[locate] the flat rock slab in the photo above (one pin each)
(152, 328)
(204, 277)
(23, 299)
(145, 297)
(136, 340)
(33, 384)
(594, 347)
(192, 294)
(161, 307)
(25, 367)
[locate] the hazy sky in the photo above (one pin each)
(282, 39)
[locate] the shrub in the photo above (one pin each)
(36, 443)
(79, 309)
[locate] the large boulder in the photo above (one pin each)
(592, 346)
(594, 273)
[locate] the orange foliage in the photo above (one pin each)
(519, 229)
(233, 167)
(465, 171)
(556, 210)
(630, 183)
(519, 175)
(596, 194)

==

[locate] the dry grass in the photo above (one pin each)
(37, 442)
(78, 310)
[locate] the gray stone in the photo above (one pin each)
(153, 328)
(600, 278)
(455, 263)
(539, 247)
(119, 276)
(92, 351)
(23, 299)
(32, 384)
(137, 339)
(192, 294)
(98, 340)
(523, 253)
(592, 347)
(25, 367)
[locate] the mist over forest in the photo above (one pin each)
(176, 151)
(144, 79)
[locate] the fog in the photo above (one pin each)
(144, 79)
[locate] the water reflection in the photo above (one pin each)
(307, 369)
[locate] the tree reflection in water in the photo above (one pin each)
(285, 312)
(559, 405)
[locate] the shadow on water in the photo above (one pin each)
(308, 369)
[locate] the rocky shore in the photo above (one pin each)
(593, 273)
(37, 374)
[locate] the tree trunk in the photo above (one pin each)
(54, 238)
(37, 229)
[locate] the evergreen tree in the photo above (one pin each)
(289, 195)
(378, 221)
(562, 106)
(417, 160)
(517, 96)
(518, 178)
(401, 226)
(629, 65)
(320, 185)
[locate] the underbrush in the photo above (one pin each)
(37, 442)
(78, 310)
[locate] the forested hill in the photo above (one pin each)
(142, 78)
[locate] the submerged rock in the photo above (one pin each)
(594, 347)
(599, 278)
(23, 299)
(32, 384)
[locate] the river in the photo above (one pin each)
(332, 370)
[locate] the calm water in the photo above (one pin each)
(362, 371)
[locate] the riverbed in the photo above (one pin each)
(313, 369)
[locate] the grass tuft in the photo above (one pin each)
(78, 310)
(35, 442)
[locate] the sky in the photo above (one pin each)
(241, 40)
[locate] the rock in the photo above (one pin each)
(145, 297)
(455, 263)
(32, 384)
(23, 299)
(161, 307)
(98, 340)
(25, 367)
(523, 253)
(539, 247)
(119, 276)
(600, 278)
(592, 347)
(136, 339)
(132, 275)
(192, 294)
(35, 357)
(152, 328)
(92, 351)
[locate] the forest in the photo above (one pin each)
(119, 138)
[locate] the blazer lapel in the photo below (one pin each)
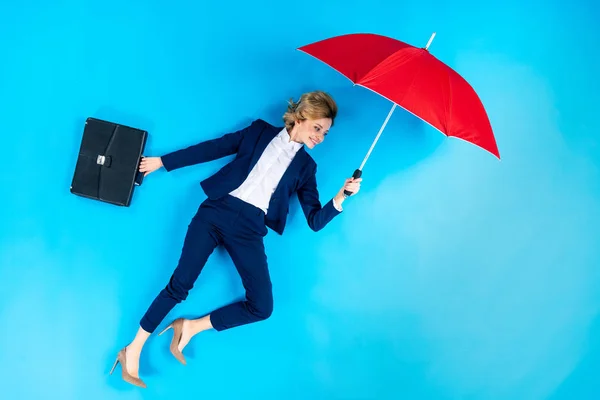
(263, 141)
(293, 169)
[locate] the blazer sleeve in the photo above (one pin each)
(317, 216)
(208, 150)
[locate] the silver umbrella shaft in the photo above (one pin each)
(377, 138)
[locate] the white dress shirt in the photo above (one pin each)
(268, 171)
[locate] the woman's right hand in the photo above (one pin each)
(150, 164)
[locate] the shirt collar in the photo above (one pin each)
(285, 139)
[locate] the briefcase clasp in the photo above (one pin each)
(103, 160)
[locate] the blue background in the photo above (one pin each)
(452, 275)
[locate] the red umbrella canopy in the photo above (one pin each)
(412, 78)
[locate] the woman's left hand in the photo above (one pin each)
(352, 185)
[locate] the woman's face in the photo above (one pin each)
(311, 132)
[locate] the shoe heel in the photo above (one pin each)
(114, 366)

GIVEN PROBLEM:
Identify each line above that contains the word "grass" and copy it out. Case counts, so uppercase and lowercase are treated as different.

THE ANSWER:
[locate] the dry grass in the photo above (one pin each)
[locate] the grass tuft in the photo above (one pin each)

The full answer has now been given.